| WRITTEN REQUEST A |
In the essay on the Charlie Hebdo killings, how many copies of the "survivors' edition" went on sale?
| WRITTEN REQUEST B |
Reproduce the part of the Charlie Hebdo essay between "Not to even" and "of Algerian origin.", inclusive, replacing "ghettoisation" with "segregation".
| WRITTEN REQUEST C |
Carry on the essay about the Charlie Hebdo killings past its final sentence.

| TEXT EXTRACT |
═══

This stress skews our outlook, and consequently our reactions to life's challenges. Remember, even though it's not possible to change a situation that's occurred in the past or in the now, you can always control how you react to it and that is what will determine your overall happiness. Many of the negative thoughts and feelings you have are nothing more than a mere reflection of your past, projected into the present moment.

In the world today, the outlook feels a dreary one for this exact same reason. And we are met with prime examples in quick succession. There is no "but" about what happened at Charlie Hebdo this week. Some people published some cartoons in Paris, and some other people killed them for it. The cartoons at the heart of the violence are racist and offensive, but the response to them was double-fold.

Most democracies would not find someone expressing an opinion shocking - words and pictures can be beautiful or vile, pleasing or enraging, inspiring or offensive; but they exist on a different plane from physical violence, whether you want to call that plane spirit or imagination or culture, and to meet them with violence is an offence against the spirit and imagination and culture that distinguish humans.

Likewise, for the last decade and a half the United States, backed to varying degrees by the governments of other Western countries, has rained violence and destruction on the Arab and Muslim world with a ferocity that has few parallels in the history of modern warfare, leaving Iraq, Gaza and Afghanistan shattered and hundreds of thousands of human beings dead. Not twelve. Hundreds of thousands. All with stories, with lives, with families. Tens of millions who have lost friends, family, homes and watched their country be torn apart. You might be shocked to know that toddlers with guns killed more Americans in 2013 than any terrorist attack, and it's been said that most victims of terrorism are Muslim. Who will walk in protest for them?

One of the founding members of Charlie Hebdo has even accused its slain editor, Patrick Charbonnier, or Charb, of "dragging the team" to their deaths by releasing increasingly provocative cartoons, as five million copies of the "survivors’ edition" went on sale. It seems the PR worked - all too horribly well. For those who walked in protest of the Hebdo murders may have done so under the misguided belief it's for freedom of expression, but in honesty it was in confirmation of a century or more of Western colonial policies that through blood and iron have consigned all but a tiny few among the population of the Arab world to poverty and hopelessness.

Not to even mention the brutal rule of French colonialism in Algeria, and its preparedness to murder hundreds of thousands of Algerians and even hundreds of French-Algerian citizens in its efforts to maintain the remnants of empire. The protests and Hebdo selling spree (and its profitable outfall) is a slap in the face of the ongoing poverty, ghettoisation and persecution endured by the Muslim population of France, which is mostly of Algerian origin.

Does this excuse the Hebdo murders? Of course not. It doesn't even provide a reasonable explanation. It does, however, show that we are all bereaved human beings. And unless we change our outlook, the world may indeed be destroyed under our inhumane reactions. It really is a case of swings and roundabouts. It's well documented, for example, Britain's treatment of Irish prisoners during the seventies became the benchmark for American torture in the Middle East. The torture methods developed by the British Army deemed acceptable set a precedent.

═══

| PROVIDED DATA |
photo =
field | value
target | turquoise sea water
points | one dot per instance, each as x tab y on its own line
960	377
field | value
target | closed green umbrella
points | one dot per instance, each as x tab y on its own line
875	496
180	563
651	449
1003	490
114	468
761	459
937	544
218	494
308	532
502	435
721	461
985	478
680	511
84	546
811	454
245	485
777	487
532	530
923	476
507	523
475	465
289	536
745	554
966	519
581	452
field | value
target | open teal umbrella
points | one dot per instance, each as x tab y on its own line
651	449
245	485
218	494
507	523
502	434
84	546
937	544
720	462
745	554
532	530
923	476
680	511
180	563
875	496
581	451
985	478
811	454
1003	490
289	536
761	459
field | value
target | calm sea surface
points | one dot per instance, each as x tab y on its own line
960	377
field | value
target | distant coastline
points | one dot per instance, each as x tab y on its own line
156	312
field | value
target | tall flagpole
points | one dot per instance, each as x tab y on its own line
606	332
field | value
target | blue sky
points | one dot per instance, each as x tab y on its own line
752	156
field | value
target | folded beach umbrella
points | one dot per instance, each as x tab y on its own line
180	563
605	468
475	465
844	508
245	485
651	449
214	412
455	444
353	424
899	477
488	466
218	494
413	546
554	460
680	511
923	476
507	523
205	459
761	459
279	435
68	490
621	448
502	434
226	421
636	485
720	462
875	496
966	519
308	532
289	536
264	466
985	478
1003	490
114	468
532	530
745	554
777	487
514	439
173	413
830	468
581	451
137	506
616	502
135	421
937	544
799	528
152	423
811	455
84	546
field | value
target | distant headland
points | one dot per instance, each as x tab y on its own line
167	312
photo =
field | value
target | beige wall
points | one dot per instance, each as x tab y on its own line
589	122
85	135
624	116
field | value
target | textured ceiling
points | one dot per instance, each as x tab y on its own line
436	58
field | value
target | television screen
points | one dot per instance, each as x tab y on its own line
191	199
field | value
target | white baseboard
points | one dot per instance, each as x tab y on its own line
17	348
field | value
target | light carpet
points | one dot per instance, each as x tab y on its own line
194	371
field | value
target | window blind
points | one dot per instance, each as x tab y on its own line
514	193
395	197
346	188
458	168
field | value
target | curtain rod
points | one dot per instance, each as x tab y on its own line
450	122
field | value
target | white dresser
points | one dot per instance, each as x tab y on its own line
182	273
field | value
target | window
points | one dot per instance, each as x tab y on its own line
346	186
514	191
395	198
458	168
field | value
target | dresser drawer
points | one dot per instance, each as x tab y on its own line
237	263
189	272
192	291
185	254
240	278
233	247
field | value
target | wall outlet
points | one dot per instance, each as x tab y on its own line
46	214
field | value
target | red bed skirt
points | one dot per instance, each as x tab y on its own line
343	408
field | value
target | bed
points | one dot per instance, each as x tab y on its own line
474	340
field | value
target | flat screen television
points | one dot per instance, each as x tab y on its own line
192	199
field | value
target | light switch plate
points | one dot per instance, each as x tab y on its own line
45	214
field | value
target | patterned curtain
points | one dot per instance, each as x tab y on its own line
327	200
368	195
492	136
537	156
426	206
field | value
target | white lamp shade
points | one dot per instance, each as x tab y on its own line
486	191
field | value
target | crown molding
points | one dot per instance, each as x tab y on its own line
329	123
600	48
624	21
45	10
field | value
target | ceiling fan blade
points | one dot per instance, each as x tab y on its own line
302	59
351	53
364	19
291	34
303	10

═══

| FINAL ANSWER A |
Five million.

| FINAL ANSWER B |
Not to even mention the brutal rule of French colonialism in Algeria, and its preparedness to murder hundreds of thousands of Algerians and even hundreds of French-Algerian citizens in its efforts to maintain the remnants of empire. The protests and Hebdo selling spree (and its profitable outfall) is a slap in the face of the ongoing poverty, segregation and persecution endured by the Muslim population of France, which is mostly of Algerian origin.

| FINAL ANSWER C |
We now live in a world where terror suspects are arrested every day in the United Kingdom to combat the rising threat of the Islamic state to itself and Europe. Prosecutors have said the British frontman of a Syrian terror group is one of the most violent extremists to ever return to the UK, as he was jailed for 12 years. Meanwhile, as Germany's "anti-Islamisation" movement centred in Dresden, Pegida, spreads to the UK and other European countries since the Paris attacks - it feels like the set-up for a huge confrontation between fascism and fundamentalism.

And it's not the only confrontation on the horizon. In Brussels and other European capitals, the fear of Vladimir Putin is becoming palpable. The mood has changed in a matter of weeks to one of foreboding with claims that Putin is acting like a tyrant. The Ukraine crisis started with differences, which became a conflict, which became a war, and which now risks becoming total war. This calls for a shift in awareness, and a consciousness of the imbalance we have created and continue to perpetuate by our disproportionate reactions. And when life is serious we need to get less serious.

As a species we can be bold and imaginative or bullying and fearful. To lesser or larger degrees, we all go back and forth on the extreme ends of the human spectrum. The key is to find a way to maintain a balanced outlook. According to many ancient traditions, the key to looking good and feeling great is balance in the four main areas of life: body, mind, spirit and space. This includes not just the foods we eat, but how we spend our time in activity, both physical and mental, our relationships, our environment, and so on.

This is why so many January diets fall at the first hurdle. They are less about balance and more about the determination to starve. Starve the body of essential nourishment. Starve the mind of exuberance and wit. Starve the spirit of joy and contentment. This leaves us malnourished in mind, body and soul - further disconnected and imbalanced, mirrored by our reactions to life's challenges.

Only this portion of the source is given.